Your objective: Rewrite the listing from its first line through the line containing "box: [309, 120, 358, 169]", changing "rough mask" to "coarse mask" and leaving everything else unchanged.

[Stored data entries]

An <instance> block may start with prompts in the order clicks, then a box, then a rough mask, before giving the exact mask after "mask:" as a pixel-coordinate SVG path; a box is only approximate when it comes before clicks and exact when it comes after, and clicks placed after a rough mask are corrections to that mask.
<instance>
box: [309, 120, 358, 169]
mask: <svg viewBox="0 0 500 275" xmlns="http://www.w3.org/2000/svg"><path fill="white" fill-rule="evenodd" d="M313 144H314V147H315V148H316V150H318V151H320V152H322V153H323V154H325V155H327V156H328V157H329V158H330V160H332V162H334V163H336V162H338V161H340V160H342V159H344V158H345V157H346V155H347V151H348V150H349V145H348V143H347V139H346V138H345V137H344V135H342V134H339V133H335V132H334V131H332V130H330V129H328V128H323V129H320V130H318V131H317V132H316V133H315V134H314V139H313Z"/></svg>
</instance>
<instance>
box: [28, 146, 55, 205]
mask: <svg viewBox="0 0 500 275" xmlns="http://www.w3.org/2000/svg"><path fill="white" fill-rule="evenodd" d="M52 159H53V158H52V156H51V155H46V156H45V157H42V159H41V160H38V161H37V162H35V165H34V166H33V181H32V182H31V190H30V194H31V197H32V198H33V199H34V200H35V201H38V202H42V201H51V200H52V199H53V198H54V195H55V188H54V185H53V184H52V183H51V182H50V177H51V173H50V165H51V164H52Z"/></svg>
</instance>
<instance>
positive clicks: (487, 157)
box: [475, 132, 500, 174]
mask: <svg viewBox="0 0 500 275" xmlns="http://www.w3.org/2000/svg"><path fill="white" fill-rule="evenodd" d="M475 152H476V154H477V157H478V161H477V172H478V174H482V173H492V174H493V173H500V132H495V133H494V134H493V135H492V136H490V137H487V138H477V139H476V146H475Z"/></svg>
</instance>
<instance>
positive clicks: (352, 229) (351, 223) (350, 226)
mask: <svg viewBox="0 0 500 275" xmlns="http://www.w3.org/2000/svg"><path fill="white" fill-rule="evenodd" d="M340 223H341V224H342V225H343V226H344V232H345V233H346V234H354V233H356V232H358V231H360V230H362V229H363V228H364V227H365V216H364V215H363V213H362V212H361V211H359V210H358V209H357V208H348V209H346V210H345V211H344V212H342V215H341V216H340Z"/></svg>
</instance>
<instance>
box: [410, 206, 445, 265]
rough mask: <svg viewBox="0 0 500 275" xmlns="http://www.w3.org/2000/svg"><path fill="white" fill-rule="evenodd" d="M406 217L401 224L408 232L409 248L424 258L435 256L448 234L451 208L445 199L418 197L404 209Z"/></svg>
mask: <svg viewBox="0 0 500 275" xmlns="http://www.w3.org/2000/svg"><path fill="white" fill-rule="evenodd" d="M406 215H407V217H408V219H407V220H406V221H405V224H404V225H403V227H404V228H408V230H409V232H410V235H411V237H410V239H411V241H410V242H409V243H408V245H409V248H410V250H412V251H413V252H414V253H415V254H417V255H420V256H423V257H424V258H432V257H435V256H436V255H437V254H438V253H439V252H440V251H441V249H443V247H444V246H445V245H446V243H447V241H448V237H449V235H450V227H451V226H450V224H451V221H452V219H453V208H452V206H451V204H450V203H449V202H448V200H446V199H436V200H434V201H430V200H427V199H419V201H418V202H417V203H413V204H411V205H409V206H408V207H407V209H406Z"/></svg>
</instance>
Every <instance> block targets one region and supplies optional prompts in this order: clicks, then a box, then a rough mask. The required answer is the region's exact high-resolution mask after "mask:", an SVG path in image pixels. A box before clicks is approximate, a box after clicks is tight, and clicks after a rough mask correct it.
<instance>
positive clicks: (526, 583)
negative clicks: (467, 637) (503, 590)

Completed exercise:
An <instance> block may start with prompts in the order clicks, then a box, then a coarse mask, before giving the exact mask after "mask:" as a pixel-coordinate SVG path; a box is only approximate when it comes before clicks and exact when it comes after, and clicks placed after a coarse mask are corrections to that mask.
<instance>
box: [309, 120, 358, 169]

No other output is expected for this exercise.